> EXTRACTED DATA
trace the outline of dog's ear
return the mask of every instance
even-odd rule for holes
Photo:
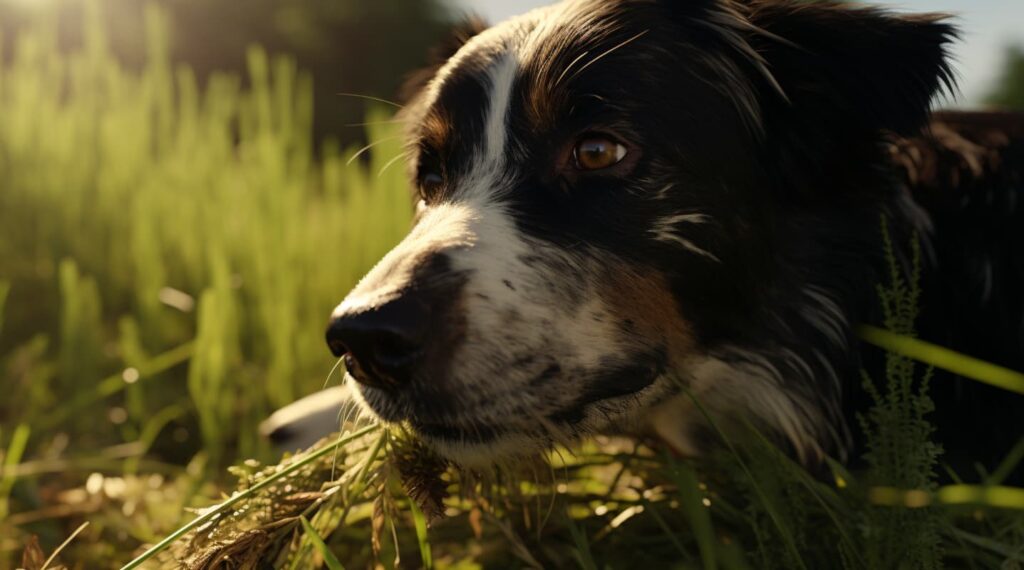
[[[836,128],[910,133],[954,89],[943,15],[894,15],[836,2],[748,0],[751,43],[793,109]]]
[[[410,73],[399,88],[398,100],[411,101],[433,79],[437,71],[473,36],[488,28],[487,22],[478,16],[469,16],[455,24],[445,37],[430,50],[427,66]]]
[[[947,47],[956,30],[939,15],[894,15],[836,2],[720,0],[738,7],[761,81],[765,164],[780,189],[815,199],[823,186],[879,187],[865,164],[887,133],[920,131],[932,98],[953,89]],[[737,29],[734,27],[733,29]]]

> PROBLEM TO WORK ON
Each record above should be duplicated word for word, with no pictures included.

> SOLUTION TO THE PROBLEM
trace the outline of dog's ear
return the mask of every instance
even-odd rule for holes
Photo:
[[[836,128],[910,133],[954,89],[943,15],[894,15],[836,2],[748,0],[751,43],[793,109]]]
[[[410,73],[399,88],[398,100],[411,101],[433,79],[437,71],[473,36],[488,28],[487,22],[478,16],[469,16],[455,24],[445,37],[430,50],[427,66]]]
[[[947,47],[956,30],[939,15],[894,15],[836,2],[720,0],[738,7],[761,81],[765,164],[780,189],[815,199],[823,186],[879,187],[865,164],[887,133],[920,131],[932,98],[953,89]],[[737,29],[734,27],[733,29]]]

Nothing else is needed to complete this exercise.